## [Aim of the exercise]
Report each line of the items below that contains the string "Lookup". Case counts.

[Lines of data]
— begin —
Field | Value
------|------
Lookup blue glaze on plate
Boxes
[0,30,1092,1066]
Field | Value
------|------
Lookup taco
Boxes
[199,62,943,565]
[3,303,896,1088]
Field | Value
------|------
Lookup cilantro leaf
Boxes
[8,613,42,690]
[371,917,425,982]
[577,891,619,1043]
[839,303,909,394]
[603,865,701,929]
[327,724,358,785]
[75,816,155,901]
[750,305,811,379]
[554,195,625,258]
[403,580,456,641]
— end —
— begin —
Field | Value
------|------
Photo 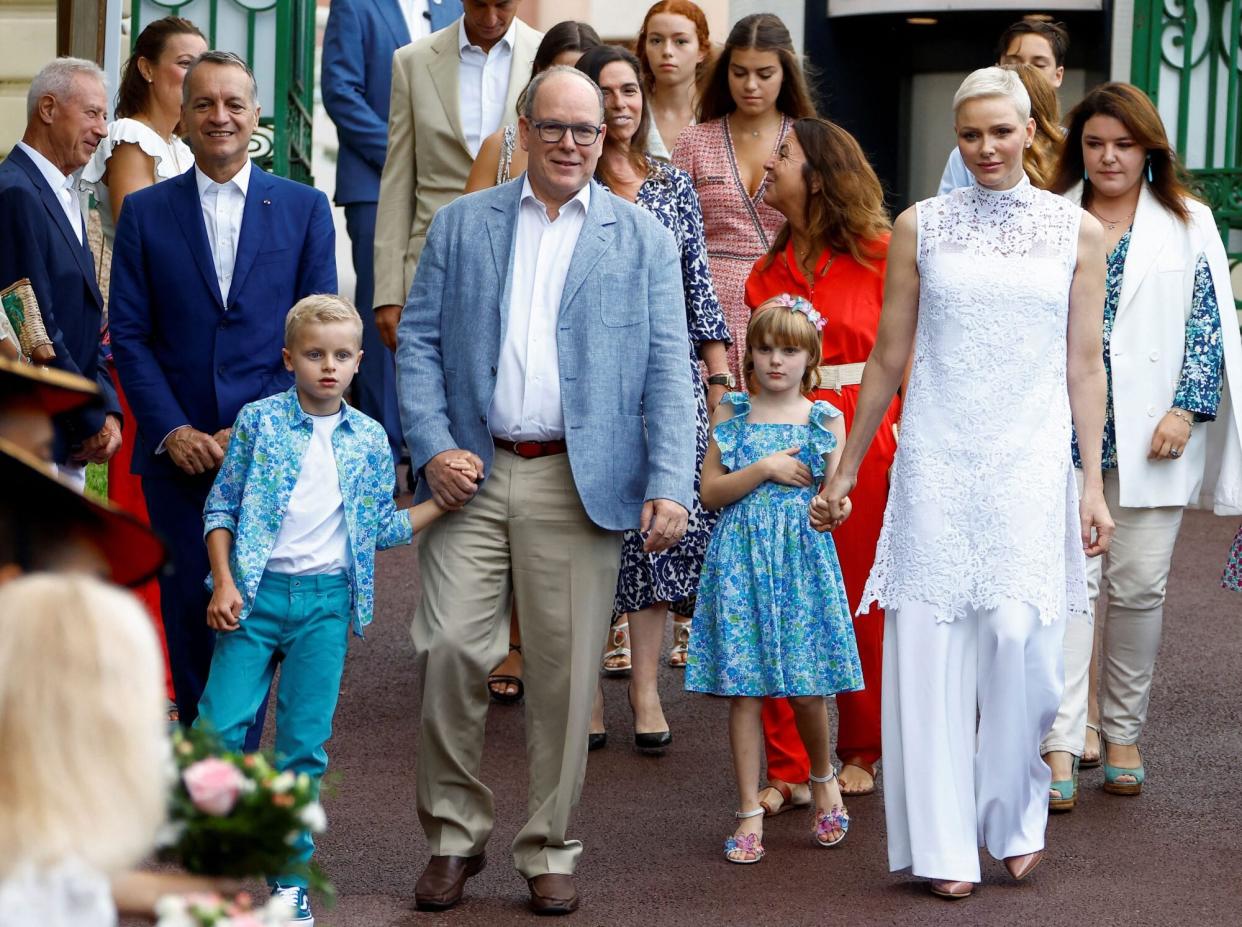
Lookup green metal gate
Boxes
— end —
— begin —
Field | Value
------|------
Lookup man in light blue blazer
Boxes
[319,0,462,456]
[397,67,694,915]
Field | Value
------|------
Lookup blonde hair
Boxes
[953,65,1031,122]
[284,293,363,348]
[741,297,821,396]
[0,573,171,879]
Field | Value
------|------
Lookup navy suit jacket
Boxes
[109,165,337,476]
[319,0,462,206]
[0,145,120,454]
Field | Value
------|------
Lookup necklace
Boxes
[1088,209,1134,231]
— end —
## [Expected answer]
Lookup blue glaze on plate
Lookup taco
Lookup cilantro leaf
Lookup green metal gate
Lookup man in light blue blazer
Lookup blonde hair
Lookup navy suit jacket
Lookup necklace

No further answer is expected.